● **PROVIDED DATA**:
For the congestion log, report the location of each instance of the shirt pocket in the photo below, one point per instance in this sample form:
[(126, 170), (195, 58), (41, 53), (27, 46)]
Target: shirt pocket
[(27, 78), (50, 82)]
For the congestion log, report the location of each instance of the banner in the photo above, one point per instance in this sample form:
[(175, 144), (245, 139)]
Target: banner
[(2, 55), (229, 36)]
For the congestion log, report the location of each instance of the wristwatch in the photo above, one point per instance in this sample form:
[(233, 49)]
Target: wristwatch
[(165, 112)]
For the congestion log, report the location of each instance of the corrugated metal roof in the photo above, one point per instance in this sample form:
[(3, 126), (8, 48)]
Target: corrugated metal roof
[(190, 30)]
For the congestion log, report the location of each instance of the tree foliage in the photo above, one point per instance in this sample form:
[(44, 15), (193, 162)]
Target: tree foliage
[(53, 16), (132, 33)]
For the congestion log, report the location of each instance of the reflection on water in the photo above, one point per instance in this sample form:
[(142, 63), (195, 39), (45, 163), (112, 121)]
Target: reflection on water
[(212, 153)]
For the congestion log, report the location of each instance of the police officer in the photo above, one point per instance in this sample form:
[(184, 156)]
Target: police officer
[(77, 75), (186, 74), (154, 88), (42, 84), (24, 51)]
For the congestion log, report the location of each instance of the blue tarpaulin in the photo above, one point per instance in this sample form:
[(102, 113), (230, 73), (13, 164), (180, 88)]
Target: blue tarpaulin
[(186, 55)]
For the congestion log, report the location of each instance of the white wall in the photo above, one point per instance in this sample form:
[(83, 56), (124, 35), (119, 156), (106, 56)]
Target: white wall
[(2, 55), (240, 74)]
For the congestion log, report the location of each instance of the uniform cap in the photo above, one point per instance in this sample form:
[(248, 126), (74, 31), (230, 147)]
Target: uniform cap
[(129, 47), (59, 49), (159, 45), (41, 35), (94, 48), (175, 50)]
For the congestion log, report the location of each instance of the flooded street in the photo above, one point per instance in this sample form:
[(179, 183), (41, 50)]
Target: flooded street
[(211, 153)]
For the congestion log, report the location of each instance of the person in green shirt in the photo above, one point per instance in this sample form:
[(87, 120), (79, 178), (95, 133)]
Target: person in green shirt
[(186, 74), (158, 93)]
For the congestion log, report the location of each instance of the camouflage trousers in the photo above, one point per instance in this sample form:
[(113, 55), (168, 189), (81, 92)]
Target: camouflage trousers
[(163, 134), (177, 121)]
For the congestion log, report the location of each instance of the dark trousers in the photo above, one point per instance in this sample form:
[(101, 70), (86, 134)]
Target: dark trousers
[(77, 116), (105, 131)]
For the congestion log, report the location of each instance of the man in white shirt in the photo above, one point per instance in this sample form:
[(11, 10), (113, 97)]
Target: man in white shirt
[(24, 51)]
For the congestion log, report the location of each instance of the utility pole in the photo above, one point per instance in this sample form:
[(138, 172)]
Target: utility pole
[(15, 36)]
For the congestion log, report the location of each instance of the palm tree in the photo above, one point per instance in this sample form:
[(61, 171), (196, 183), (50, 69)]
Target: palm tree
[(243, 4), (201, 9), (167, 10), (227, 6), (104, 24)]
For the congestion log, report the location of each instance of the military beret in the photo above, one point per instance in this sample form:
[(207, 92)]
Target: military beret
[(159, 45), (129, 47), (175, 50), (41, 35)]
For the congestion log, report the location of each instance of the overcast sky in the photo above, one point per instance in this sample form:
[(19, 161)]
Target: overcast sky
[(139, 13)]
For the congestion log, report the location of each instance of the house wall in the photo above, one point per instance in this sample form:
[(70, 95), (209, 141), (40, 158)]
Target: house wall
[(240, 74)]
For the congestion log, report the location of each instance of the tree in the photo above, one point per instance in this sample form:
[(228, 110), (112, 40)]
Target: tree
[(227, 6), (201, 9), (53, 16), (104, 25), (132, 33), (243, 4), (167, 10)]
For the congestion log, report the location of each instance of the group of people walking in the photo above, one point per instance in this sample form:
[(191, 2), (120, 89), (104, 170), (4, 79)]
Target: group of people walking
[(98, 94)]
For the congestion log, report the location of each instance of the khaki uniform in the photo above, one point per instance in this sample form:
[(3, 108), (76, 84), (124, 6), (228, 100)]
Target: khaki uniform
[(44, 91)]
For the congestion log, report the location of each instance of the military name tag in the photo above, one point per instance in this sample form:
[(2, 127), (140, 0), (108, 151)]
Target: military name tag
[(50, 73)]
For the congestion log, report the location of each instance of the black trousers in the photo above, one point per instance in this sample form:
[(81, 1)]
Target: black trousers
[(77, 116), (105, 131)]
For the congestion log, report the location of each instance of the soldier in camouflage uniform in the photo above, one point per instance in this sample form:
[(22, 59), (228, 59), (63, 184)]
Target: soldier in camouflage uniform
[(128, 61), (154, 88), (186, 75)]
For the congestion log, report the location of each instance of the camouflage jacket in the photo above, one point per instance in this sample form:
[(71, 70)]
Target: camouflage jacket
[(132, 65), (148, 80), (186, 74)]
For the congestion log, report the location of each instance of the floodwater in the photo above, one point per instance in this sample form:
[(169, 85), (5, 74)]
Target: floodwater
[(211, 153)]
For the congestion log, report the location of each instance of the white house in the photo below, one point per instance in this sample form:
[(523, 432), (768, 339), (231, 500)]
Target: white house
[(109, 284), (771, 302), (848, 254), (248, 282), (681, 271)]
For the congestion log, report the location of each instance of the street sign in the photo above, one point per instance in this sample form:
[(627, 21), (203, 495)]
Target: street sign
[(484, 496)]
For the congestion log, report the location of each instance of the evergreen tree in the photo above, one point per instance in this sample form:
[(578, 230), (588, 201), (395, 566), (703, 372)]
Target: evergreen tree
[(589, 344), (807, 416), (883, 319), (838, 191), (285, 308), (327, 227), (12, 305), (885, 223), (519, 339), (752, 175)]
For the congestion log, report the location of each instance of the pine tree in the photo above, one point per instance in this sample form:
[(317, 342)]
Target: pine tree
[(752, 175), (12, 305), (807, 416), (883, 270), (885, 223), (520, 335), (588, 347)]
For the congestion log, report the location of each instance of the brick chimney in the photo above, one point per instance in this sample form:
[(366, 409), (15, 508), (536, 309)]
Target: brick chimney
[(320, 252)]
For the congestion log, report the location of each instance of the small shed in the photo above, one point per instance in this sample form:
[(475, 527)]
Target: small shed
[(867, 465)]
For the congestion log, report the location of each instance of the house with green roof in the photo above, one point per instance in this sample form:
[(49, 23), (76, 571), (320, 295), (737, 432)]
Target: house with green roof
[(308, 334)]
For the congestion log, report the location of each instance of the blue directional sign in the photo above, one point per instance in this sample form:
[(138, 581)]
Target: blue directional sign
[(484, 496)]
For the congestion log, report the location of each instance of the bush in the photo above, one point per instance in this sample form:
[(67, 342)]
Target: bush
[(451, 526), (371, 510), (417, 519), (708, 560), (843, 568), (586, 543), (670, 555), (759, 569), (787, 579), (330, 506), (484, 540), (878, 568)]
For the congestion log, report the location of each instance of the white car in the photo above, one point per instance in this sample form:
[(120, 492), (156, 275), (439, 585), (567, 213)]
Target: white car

* * *

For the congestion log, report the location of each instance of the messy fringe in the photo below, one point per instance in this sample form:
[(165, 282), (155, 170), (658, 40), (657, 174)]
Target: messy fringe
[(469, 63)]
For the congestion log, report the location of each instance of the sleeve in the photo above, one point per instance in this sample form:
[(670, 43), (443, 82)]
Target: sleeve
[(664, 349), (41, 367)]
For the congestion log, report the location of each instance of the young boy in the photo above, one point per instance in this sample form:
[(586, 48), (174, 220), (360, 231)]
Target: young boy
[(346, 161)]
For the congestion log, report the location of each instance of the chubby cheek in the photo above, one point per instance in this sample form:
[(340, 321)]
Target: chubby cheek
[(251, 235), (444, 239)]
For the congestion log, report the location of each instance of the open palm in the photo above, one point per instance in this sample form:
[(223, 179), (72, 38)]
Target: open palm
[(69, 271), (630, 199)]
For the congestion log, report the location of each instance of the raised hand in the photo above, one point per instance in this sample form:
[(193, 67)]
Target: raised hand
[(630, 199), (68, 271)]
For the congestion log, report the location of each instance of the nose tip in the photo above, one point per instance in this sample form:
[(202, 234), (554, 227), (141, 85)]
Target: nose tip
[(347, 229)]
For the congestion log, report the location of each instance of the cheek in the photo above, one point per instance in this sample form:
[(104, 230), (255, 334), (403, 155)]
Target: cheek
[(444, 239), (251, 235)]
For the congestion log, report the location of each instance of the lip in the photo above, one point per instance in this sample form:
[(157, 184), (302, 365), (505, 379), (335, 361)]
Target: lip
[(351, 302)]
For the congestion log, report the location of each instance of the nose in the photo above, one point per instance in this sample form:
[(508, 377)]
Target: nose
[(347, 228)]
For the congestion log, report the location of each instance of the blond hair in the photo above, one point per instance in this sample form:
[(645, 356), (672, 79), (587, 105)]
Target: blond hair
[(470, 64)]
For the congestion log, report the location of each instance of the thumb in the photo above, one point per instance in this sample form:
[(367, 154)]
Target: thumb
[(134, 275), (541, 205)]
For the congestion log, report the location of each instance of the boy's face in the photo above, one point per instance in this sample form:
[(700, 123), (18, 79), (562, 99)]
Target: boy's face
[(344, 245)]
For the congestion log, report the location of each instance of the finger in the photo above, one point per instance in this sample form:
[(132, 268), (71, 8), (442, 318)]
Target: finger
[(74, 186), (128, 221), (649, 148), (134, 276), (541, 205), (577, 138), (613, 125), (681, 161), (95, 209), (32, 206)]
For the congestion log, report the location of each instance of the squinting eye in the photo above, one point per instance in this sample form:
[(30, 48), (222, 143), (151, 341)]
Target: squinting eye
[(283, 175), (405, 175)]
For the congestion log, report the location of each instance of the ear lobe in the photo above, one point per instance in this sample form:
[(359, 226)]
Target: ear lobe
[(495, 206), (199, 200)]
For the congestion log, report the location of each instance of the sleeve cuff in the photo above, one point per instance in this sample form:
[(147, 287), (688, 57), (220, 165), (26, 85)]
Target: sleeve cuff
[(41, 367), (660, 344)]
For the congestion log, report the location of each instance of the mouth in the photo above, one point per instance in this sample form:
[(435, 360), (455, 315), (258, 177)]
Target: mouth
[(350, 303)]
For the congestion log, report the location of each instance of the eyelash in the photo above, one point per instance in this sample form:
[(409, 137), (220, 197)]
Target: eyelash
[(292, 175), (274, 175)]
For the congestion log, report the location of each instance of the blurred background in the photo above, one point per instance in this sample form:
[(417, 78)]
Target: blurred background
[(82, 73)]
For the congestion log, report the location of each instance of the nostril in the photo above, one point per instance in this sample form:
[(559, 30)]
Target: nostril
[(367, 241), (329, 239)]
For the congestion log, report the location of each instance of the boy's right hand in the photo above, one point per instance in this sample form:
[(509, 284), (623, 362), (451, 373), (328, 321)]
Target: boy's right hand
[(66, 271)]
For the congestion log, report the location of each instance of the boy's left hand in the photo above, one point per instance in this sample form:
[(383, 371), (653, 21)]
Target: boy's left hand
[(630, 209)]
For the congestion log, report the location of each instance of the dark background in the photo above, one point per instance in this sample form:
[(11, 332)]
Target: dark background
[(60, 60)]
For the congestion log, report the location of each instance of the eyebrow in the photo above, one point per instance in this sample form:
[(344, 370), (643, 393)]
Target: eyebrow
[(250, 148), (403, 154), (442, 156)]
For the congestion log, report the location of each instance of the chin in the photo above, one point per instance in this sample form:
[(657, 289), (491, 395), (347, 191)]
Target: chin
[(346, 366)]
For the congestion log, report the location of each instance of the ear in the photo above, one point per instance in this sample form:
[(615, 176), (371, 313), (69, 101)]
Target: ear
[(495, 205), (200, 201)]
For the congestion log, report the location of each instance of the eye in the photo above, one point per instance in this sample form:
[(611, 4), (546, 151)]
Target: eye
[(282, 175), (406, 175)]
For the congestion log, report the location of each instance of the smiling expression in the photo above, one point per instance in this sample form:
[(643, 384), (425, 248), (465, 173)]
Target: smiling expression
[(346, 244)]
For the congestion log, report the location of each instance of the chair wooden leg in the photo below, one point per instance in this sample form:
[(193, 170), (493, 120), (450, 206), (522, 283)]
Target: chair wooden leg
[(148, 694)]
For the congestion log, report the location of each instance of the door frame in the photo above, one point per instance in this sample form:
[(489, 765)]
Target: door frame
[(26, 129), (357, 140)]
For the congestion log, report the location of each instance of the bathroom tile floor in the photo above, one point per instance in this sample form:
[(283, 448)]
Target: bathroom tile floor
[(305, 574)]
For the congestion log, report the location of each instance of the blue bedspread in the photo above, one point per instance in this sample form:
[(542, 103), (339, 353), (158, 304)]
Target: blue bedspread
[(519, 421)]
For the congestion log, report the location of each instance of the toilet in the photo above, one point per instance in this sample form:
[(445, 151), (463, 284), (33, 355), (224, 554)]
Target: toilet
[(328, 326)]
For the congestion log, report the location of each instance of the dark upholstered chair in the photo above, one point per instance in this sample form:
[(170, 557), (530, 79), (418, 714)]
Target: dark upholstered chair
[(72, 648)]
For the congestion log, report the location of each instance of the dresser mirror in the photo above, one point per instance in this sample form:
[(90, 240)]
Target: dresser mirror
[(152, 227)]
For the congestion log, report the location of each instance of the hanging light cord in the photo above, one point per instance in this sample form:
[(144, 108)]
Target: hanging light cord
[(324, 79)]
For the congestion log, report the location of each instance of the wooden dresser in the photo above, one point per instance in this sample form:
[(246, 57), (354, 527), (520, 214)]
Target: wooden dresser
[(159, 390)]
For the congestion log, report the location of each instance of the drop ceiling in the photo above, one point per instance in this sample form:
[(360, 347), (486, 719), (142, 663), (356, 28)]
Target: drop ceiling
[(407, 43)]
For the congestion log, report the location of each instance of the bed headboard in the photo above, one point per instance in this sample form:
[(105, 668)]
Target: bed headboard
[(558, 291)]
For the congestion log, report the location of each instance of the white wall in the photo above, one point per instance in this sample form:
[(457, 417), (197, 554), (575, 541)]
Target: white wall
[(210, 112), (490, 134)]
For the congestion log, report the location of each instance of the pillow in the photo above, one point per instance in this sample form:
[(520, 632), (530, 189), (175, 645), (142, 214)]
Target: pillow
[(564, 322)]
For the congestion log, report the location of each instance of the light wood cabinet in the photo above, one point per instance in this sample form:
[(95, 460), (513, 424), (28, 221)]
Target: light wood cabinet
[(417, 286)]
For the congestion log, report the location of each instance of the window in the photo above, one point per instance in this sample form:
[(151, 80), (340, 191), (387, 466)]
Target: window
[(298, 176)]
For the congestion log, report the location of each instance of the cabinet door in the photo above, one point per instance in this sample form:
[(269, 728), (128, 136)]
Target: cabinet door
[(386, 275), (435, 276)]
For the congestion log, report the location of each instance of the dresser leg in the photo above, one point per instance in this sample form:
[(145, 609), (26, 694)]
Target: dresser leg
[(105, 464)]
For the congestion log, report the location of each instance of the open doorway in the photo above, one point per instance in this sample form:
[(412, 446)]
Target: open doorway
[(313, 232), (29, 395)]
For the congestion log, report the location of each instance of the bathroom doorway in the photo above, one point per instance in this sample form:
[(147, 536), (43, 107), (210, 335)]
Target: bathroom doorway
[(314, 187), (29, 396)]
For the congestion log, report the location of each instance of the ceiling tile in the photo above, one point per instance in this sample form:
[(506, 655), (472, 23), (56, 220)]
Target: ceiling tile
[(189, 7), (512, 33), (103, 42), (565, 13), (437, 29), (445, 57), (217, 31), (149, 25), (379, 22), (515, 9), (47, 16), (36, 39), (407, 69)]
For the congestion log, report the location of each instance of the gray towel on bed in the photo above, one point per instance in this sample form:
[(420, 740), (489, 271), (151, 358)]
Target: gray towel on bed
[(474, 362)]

● **BRIEF**: Put the listing lines from the line containing "of the palm" through the line containing "4), (167, 10)]", both included, into a JSON list of strings, one string per line and no blank lines.

● **FULL RESPONSE**:
[
  "For the congestion log, report the location of each instance of the palm tree in the photo above, one point per instance in this sample form:",
  "[(61, 171), (196, 183), (50, 69)]",
  "Target: palm tree",
  "[(243, 4), (201, 9), (167, 10), (227, 6), (104, 24)]",
  "For the congestion log, report the location of each instance of the military beret in the photo above, one point per instance in this sample form:",
  "[(207, 92)]",
  "Target: military beret",
  "[(159, 45), (129, 47), (175, 50), (41, 35)]",
  "For the congestion log, report the location of each instance of the overcast sky in the photo above, one point per instance in this sample form:",
  "[(19, 161)]",
  "Target: overcast sky",
  "[(139, 13)]",
  "For the congestion log, report the location of each instance of the house wall in the photo above, one point per instance in this sample form:",
  "[(70, 95), (209, 141), (40, 158)]",
  "Target: house wall",
  "[(240, 74)]",
  "For the congestion log, report the location of each instance of the tree in the photo above, one point per instance in this sample form:",
  "[(228, 110), (112, 40)]",
  "Target: tree",
  "[(227, 6), (201, 9), (53, 16), (104, 25), (132, 33), (243, 4), (167, 10)]"
]